Data entries:
────────────────────

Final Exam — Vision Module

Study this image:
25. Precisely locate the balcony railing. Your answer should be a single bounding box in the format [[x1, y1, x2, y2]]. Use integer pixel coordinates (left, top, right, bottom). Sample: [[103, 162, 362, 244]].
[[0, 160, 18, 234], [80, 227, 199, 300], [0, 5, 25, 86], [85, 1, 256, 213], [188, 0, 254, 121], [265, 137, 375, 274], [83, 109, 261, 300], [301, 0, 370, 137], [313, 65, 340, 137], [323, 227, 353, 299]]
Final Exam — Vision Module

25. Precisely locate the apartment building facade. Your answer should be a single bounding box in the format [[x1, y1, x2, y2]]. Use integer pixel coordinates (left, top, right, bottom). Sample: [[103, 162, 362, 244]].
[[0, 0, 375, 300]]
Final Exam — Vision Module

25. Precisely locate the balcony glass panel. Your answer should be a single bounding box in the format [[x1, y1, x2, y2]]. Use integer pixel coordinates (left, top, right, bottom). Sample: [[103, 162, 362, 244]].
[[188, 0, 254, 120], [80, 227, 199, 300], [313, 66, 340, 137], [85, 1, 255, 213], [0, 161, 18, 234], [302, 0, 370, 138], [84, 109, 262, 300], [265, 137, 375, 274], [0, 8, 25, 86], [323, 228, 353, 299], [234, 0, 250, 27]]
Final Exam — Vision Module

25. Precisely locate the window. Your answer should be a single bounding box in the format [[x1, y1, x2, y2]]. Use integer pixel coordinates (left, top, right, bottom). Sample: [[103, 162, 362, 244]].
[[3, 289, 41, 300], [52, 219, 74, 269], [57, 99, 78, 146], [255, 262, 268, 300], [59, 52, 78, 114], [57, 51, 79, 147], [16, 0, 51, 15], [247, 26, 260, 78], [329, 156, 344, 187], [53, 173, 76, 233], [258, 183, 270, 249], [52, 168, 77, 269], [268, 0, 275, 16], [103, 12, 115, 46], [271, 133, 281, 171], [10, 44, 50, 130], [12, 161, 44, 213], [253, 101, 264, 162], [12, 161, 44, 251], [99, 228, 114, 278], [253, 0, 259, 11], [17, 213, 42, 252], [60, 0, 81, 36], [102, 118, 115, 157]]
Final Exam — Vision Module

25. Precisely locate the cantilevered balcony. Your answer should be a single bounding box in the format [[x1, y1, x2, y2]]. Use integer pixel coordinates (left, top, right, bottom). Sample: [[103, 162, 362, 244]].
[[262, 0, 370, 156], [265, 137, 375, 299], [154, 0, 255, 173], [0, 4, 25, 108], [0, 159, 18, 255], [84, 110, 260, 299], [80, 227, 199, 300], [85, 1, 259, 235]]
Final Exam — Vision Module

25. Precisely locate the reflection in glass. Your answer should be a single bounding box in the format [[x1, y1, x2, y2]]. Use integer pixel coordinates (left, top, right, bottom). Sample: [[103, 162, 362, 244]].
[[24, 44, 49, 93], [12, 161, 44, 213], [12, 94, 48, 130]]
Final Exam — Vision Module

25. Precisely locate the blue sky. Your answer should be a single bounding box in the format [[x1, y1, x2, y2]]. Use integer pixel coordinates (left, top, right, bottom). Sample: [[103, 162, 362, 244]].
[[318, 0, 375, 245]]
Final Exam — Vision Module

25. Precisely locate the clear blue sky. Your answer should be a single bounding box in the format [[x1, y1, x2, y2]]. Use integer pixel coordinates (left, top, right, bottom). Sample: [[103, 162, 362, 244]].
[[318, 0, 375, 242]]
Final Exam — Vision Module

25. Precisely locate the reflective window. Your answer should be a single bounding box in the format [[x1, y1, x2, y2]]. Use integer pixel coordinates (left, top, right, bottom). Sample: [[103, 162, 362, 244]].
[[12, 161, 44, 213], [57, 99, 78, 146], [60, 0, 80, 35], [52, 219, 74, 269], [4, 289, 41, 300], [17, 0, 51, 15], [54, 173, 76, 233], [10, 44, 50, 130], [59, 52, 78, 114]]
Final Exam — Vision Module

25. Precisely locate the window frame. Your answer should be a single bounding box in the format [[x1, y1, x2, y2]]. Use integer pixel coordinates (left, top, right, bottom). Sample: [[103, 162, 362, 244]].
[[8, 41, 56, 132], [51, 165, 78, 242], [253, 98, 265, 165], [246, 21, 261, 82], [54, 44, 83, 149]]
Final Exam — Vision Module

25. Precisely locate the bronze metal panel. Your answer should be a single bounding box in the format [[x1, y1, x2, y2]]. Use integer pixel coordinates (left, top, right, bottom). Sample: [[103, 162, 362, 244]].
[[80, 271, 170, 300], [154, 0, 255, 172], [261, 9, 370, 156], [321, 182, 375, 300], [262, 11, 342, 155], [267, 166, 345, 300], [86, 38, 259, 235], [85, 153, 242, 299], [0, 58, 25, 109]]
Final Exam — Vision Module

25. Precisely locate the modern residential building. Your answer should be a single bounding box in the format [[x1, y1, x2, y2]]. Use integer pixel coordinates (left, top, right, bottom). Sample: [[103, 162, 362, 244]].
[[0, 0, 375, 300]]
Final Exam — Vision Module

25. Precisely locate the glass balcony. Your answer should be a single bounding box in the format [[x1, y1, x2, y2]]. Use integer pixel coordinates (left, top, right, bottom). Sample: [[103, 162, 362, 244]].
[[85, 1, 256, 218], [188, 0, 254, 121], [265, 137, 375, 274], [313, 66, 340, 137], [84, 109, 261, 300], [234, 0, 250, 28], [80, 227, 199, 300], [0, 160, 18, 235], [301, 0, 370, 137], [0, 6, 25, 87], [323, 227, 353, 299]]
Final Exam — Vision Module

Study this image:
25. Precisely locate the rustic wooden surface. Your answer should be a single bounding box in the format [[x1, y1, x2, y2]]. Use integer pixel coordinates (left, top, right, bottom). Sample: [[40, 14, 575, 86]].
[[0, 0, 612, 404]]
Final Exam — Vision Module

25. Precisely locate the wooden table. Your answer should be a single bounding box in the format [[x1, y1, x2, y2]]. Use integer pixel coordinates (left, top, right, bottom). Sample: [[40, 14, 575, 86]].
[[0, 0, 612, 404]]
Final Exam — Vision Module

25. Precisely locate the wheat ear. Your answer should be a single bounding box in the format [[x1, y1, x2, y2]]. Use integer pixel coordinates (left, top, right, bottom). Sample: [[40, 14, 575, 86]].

────────────────────

Work instructions: Please show every line from the rows above that contains the word "window", treating uppercase and lowercase letters as different.

Problem solution:
25. Precisely locate the window. Your answer should be a single bounding box in the format [[x1, y1, x2, y2]]. Use integer pixel coordinates (left, top, right, bottom). Sample: [[103, 162, 362, 244]].
25. Precisely locate the reflective window. Your answer should be a single bounding box in the format [[x1, y1, x2, y2]]. Use integer pixel coordinates (left, top, right, bottom). Sample: [[103, 162, 362, 244]].
25. Precisely locate the window frame. Your answer should be a single bounding box in the format [[x1, y1, x2, y2]]. Use integer pixel coordinates (left, top, right, bottom). Sample: [[103, 162, 362, 244]].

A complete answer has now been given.